THE EXERCISE: Restate everything from "2. The antenna" down to "radiating strip line." in the antenna patent below, changing "feeding strip line" to "feed strip line".

DOCUMENT SECTION:
[start]

US8009118B2ExpiredUtilityA1
Open-ended two-strip meander line antenna, RFID tag using the antenna, and antenna impedance matching method thereof
Est. expiryJul 27, 2025(expired)· nominal 20-yr term from priority
H01Q 1/38H01Q 1/2225H01Q 1/36
56
PatentIndex Score
2
Cited by
15
References
53
Claims
Abstract
An open-ended two-strip meander line antenna, an RFID tag using the same and an antenna impedance matching method thereof are provided. The antenna includes: a radiating strip line for deciding a resonant frequency of the antenna; and a feeding strip line for providing a radio frequency (RF) signal to an element connected to the antenna, wherein ends of the radiating strip line and the feeding strip line are open.
Claims
exact text as granted — not AI-modified1. An antenna comprising:
a substrate;
a radiating strip line for deciding a resonant frequency of the antenna disposed on a first surface of the substrate; and
a feeding strip line for providing a radio frequency (RF) signal to an element connected to the antenna disposed on a second surface of the substrate opposite the first surface, wherein the feeding strip line comprises a first end portion and a second end portion separated from the first end portion so as to define a terminal between the first end portion and the second end portion of the feeding strip line,
wherein ends of the radiating strip line and the feeding strip line are open.
2. The antenna as recited in claim 1 , wherein the terminal included between the first end portion and the second end portion of the feeding strip line is for accessing to an element connected to the antenna.
3. The antenna as recited in claim 1 , wherein a centerline of the radiating strip line and a center line of the feeding strip line are matched to each other.
4. The antenna as recited in claim 2 , wherein the length of the feeding strip line is shorter than the length of the radiating strip line.
5. The antenna as recited in claim 4 , wherein an input impedance is controlled using a characteristic that an impedance of the radiating strip line is shown at the terminal of the feeding strip line by being transformed to a predetermined impedance step-up ratio through an electromagnetic coupling of the radiating strip line and the feeding strip line.
6. The antenna as recited in claim 5 , wherein the input impedance is controlled based on a characteristic that a real number part of an admittance of the antenna varies according to the impedance step-up ratio.
7. The antenna as recited in claim 6 , wherein the input impedance is controlled based on a characteristic that the real number part of the admittance of the antenna is reduced as the impedance step-up ratio increases.
8. The antenna as recited in claim 6 , wherein the input impedance is controlled based on a characteristic that the impedance step-up ratio varies according to a length ratio of the radiating strip line to the feeding strip line.
9. The antenna as recited in claim 8 , wherein the input impedance is controlled based on a characteristic that the impedance step-up ratio increases as the length ratio of the radiating strip line to the feeding strip line increases.
10. The antenna as recited in claim 8 , wherein the input impedance is controlled based on a characteristic that the impedance step-up ratio varies according to a width ratio of the radiating strip line to the feeding strip line.
11. The antenna as recited in claim 10 , wherein the input impedance is controlled based on a characteristic that the impedance step-up ratio increase as the width ratio of the radiating strip line to the feeding strip line is reduced.

[end]

EXTRACTED INFORMATION:

[start]

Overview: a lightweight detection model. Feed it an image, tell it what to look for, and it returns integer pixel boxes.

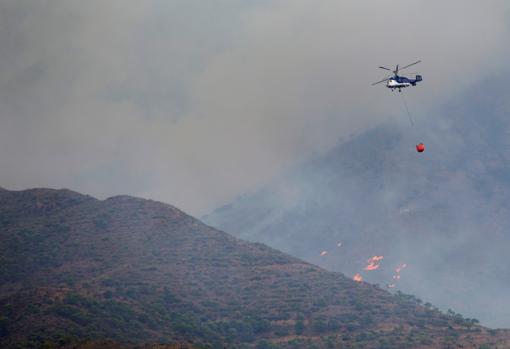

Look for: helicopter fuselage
[386,75,422,90]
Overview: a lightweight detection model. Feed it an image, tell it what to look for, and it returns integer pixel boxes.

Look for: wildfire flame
[365,264,379,271]
[365,256,384,271]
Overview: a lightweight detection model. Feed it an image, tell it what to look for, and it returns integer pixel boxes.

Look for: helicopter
[372,61,422,92]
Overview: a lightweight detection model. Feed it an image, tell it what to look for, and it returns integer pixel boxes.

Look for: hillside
[204,73,510,327]
[0,189,510,348]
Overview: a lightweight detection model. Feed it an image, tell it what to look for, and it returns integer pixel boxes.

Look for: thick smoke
[0,0,508,214]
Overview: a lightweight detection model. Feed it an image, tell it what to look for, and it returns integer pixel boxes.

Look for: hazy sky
[0,0,510,215]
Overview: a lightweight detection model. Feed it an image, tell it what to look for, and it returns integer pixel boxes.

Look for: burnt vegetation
[0,189,510,349]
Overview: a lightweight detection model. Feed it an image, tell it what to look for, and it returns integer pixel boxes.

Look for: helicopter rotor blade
[372,76,391,86]
[400,61,421,70]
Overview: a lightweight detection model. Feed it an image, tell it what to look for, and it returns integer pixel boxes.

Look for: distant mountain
[0,189,510,349]
[203,73,510,327]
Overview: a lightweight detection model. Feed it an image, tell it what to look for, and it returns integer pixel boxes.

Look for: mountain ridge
[0,189,510,348]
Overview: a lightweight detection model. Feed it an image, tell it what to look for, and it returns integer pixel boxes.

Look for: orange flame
[365,264,379,271]
[365,256,384,271]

[end]

PROBLEM SOLUTION:
2. The antenna as recited in claim 1 , wherein the terminal included between the first end portion and the second end portion of the feed strip line is for accessing to an element connected to the antenna.
3. The antenna as recited in claim 1 , wherein a centerline of the radiating strip line and a center line of the feed strip line are matched to each other.
4. The antenna as recited in claim 2 , wherein the length of the feed strip line is shorter than the length of the radiating strip line.